-- START OF SOURCE DATA --

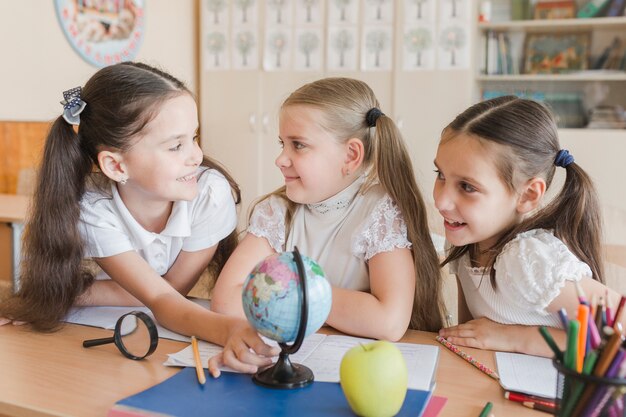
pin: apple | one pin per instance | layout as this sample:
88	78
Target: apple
374	379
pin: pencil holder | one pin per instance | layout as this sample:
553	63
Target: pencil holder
581	395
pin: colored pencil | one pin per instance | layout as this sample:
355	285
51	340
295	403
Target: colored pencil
571	353
563	317
521	398
615	319
196	357
581	294
453	348
583	317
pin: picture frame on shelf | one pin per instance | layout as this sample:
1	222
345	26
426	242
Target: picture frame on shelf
556	53
555	10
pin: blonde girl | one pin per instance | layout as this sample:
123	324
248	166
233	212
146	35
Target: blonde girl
350	201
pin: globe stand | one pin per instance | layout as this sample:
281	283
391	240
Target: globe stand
284	374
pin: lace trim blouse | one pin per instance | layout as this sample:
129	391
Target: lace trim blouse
530	273
341	233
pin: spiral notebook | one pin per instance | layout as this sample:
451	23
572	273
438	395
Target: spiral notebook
234	394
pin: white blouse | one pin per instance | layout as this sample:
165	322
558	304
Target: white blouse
530	273
108	228
341	233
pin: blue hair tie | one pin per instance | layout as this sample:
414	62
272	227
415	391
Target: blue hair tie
563	158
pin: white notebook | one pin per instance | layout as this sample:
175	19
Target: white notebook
528	374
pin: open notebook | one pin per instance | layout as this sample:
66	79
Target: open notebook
323	355
528	374
106	317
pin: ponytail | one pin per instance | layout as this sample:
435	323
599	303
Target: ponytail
575	217
227	245
52	273
394	171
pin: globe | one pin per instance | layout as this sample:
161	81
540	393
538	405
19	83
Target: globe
272	297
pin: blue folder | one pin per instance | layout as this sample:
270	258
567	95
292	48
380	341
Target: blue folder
234	394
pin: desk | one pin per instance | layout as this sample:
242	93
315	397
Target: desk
13	209
53	375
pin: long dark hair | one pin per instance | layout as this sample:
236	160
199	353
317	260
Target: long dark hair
345	103
529	132
121	99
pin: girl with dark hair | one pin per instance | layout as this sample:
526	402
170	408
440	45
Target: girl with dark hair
494	164
350	202
124	182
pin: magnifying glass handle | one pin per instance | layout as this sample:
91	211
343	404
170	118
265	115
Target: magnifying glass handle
98	342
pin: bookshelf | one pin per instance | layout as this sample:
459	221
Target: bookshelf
508	61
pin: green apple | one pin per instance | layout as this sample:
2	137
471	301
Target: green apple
374	379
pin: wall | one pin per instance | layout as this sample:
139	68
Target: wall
38	63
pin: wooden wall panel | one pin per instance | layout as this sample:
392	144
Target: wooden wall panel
21	145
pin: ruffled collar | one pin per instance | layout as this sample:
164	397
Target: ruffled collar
339	201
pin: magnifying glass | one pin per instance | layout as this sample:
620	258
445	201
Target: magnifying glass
135	335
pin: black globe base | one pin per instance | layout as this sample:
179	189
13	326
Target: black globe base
284	375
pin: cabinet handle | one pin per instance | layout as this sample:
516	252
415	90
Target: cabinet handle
252	122
265	122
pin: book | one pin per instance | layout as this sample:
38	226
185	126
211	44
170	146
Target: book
528	374
593	8
616	8
234	394
323	354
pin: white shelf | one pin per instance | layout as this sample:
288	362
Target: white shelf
575	77
556	25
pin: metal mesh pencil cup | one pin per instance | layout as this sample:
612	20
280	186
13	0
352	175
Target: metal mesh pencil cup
584	395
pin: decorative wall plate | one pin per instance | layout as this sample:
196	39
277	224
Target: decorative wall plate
103	32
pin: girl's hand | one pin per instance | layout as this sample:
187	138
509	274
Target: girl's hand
482	334
244	351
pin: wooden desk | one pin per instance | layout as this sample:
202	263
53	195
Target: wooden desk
13	210
53	375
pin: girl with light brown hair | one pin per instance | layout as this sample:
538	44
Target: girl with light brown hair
518	261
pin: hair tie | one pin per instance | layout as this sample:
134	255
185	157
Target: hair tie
563	158
372	116
72	105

-- END OF SOURCE DATA --

Omit the pictures. Output every record above word for word.

pin: apple | one pin per instance | layout as this sample:
88	78
Target: apple
374	379
pin: pencil holder | one pin per instance | layout as this sample:
553	63
Target: pencil holder
581	395
pin: colored pencil | one pin per instance | layout as this sample:
355	285
51	340
295	403
Target: colored pencil
571	353
563	317
521	398
615	319
196	357
581	294
453	348
583	317
pin: picture frame on shelf | one pin per instance | layout as this sample:
1	222
345	26
426	242
Target: picture frame on shelf
556	53
555	10
pin: blonde girl | one pin per instance | layout as this sample:
123	324
248	166
233	212
146	35
Target: blonde girl
350	201
pin: globe stand | one pin per instance | layout as this sample:
281	283
391	240
Target: globe stand
284	374
pin: lace trim blouse | one pin per instance | layout as this sample:
129	391
Target: lace trim blouse
530	273
341	233
pin: spiral notebook | one pin per instance | layout as this sample:
451	23
572	273
438	395
Target: spiral notebook
234	394
pin: white blouse | one pin per instance | layout as this sample:
165	322
558	304
Target: white blouse
530	273
108	228
341	233
pin: blue hair tie | one pin per instance | layout as this sample:
414	62
272	227
415	391
Target: blue hair tie
563	158
pin: white notebook | one pin per instance | layout as this sample:
175	19
Target: white notebook
528	374
pin: open notebook | one pin per instance | layout as this sample:
66	79
Target: open notebook
323	355
528	374
106	317
pin: ponytail | one pin per instance | layout as this sample:
435	323
599	303
Target: ponytail
575	217
227	245
52	273
394	171
pin: globe | one pin per instance | layout as this sample:
161	81
540	393
538	405
19	83
Target: globe
272	297
pin: blue folder | one pin per instance | layout as this sample:
270	258
567	95
292	48
380	341
Target: blue folder
234	394
pin: desk | one pin per instance | layout as this sample:
242	93
315	397
Target: desk
13	209
53	375
pin: long dark hair | one pin per instance | layout as this sample:
236	160
199	353
317	260
Target: long dark hair
345	103
529	132
121	99
pin: girl with dark hair | one pin per instance | layout as this sample:
526	402
170	408
440	45
Target: girl with dark hair
494	164
350	202
124	182
pin: magnifying glass handle | one pin per instance | layout as this sample:
91	211
343	404
170	118
265	115
Target: magnifying glass handle
98	342
pin: bookshelf | one pin per instance | layout as this sample:
459	221
Target: bookshelf
508	61
pin: green apple | one pin per instance | layout as this sample:
2	137
471	301
Target: green apple
374	379
pin: wall | one pin per instance | layout as this sample:
139	68
Target: wall
38	63
pin: wooden wall panel | one pin per instance | layout as this sample:
392	144
Target: wooden wall panel
21	145
pin: ruffled collar | one pin per instance | layout as this sample:
164	397
Target: ruffled collar
339	201
pin: magnifying glass | one pin per instance | layout as this sample:
620	258
445	201
Target: magnifying glass
135	335
pin: black globe base | one pin per instance | layout as this sample:
179	189
13	326
Target: black globe base
284	375
pin: cabinet handle | one pin per instance | layout as this sample:
516	252
415	90
Target: cabinet handle
252	122
265	122
pin: book | one pin per instance | layout as this sample:
38	226
185	126
211	44
170	146
Target: book
528	374
593	8
616	8
234	394
323	354
pin: white shelf | one pin per instance | layout as this sample:
288	362
Target: white shelf
575	77
556	25
pin: metal mesh pencil cup | one pin per instance | layout as this sample:
612	20
280	186
13	0
352	175
Target: metal mesh pencil cup
584	395
pin: decorative wall plate | one pin per instance | layout as this sample:
196	39
277	224
Target: decorative wall plate
103	32
pin: girl's hand | one pin per instance | layout as this sample:
187	138
509	274
Target: girl's hand
482	334
244	351
pin: wooden desk | one pin per instance | layout as this sample:
202	263
53	195
Target: wooden desk
13	210
53	375
pin: girl with light brown hair | one pin per instance | layout as this sample:
538	44
Target: girl with light brown hair
518	261
pin: hair tie | one pin per instance | layout as this sample:
134	255
185	157
Target: hair tie
563	158
372	116
72	105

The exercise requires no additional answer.